## Work to do:
1. Answer these questions using the passage on the singer Shondell:
(a) How many copies did "This Time (We're Really Breaking Up)" sell in its first week?
(b) Which instrument did Shondell learn to play at age 8?
(c) Under what name did Mercury Records release "My Hero"?
2. Translate this sentence from the passage on the singer Shondell into Spanish: "He learned how to play the trumpet from his father when he was 4 years old, and at age 8, Shondell learned to play the piano."
3. Carry the passage on the singer Shondell forward from its final sentence.

## Selected passage:
Shondell is best known for his 1961 hit song, "This Time (We're Really Breaking Up)," which was on the Billboard Top 100 chart for four months the year it was released and also made the singles chart in the United Kingdom. The record sold 10,000 copies in the first week and climbed to three million copies within a year.

Shondell was born in 1939 in Fort Wayne, Ind. He learned how to play the trumpet from his father when he was 4 years old, and at age 8, Shondell learned to play the piano. The band Little Anthony & the Imperials picked up Shondell's first song at age 14.

Mercury Records released his first single, "My Hero," in 1958 under the name Gary Shelton. A year later, he followed that with the song "Kissin' at the Drive-In," which drive-in theaters around the country began playing between screenings.

Chicago's Brass Rail nightclub brought Shondell in for its first rock-and-roll gig in 1959. That same year, Mark Records released "The Trance" and "Goodbye Little Darlin'," which sold well in the Midwest but never made it into the Top 40 of the national Billboard record chart. Shondell temporarily put his career on hold to help with the family business after his father died of a heart attack in 1960. The singer cited his father as a major influence in his life and wrote a song about him called "Still Loving You," which became a country-music hit.

## Provided material:
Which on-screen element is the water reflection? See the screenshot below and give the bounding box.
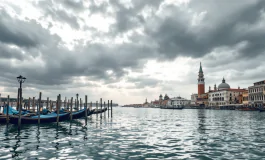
[11,131,21,158]
[0,108,265,159]
[197,109,206,135]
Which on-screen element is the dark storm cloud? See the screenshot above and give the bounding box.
[0,43,24,60]
[109,0,163,34]
[0,0,265,97]
[36,0,83,29]
[0,9,55,47]
[60,0,85,11]
[145,1,265,59]
[127,76,161,88]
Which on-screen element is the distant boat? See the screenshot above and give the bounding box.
[258,108,265,112]
[72,109,95,119]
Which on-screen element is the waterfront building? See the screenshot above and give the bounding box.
[198,63,205,98]
[150,100,160,108]
[248,80,265,107]
[242,90,248,106]
[190,93,198,106]
[208,78,246,106]
[143,98,149,107]
[192,63,208,107]
[167,96,191,106]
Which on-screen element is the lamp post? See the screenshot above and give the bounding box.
[76,93,79,110]
[17,75,26,129]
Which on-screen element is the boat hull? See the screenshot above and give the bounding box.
[72,109,94,119]
[9,113,70,124]
[0,115,6,124]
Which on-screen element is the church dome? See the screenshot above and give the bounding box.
[218,78,230,90]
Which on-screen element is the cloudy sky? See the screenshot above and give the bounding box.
[0,0,265,104]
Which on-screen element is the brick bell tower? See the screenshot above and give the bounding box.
[198,62,205,97]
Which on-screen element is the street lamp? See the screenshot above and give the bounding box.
[17,75,26,129]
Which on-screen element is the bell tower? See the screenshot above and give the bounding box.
[198,62,205,97]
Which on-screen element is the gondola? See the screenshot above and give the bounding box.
[259,108,265,112]
[9,112,70,124]
[93,107,107,114]
[0,115,6,124]
[72,109,94,119]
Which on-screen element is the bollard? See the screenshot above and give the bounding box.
[100,98,102,118]
[18,88,22,130]
[46,97,49,110]
[110,100,112,118]
[6,95,10,124]
[38,92,41,124]
[108,100,109,118]
[85,95,87,118]
[70,97,73,120]
[104,101,106,118]
[32,97,36,113]
[56,96,59,125]
[96,101,98,118]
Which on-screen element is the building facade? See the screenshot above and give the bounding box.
[248,80,265,107]
[167,97,191,106]
[208,78,246,106]
[242,90,248,106]
[190,93,198,105]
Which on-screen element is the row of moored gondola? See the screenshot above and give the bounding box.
[0,106,107,124]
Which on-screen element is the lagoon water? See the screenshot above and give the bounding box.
[0,107,265,160]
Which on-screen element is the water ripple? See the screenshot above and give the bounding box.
[0,108,265,160]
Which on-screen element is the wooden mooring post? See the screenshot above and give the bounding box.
[104,101,106,118]
[50,100,53,112]
[110,100,112,118]
[64,97,67,109]
[85,95,87,118]
[32,97,36,112]
[5,95,10,124]
[70,97,73,120]
[96,101,98,118]
[100,98,102,118]
[17,88,20,111]
[89,101,92,112]
[18,88,22,130]
[38,92,41,124]
[56,95,60,125]
[28,97,31,110]
[108,100,109,118]
[46,97,49,110]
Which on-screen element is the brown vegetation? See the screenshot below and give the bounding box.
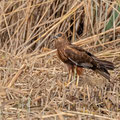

## Response list:
1.
(a) 10,000 copies
(b) The piano
(c) Gary Shelton

2. Aprendió a tocar la trompeta con su padre cuando tenía 4 años, y a los 8 años Shondell aprendió a tocar el piano.

3.
When he returned to the stage in 1961, he adopted the stage name Troy Shondell, partly because of the popularity of actor Troy Donahue. In April 1961, he recorded "This Time," a song that Chips Moman wrote and Thomas Wayne first recorded. The record was released during the last week in June on the Gaye Record Productions label, and the small Los Angeles-based Goldcrest Records then picked it up, selling 10,000 copies during the first week.

"Tears From An Angel" was his next recording, released in March 1962. Afterward, Shondell left the music industry until 1968 when he became a songwriter for Acuff-Rose Music in Nashville, Tenn., and the first recording artist for TRX Records, a branch of Hickory Records. In October 1969, Shondell became assistant regional director for the American Society of Composers, Authors and Publisher's southern regional office in Nashville.

Shondell still performed on occasion in the early 2000s, including as a member of the supergroup Masters of Rock 'n' Roll, which included Jimmy Clanton, Ronnie Dove and Ray Peterson. For one of Shondell 's most recent appearances, he traveled to Collins, Miss., to deliver a musical tribute at the funeral of his colleague Dale Houston of the musical duo Dale & Grace on Oct. 2, 2007.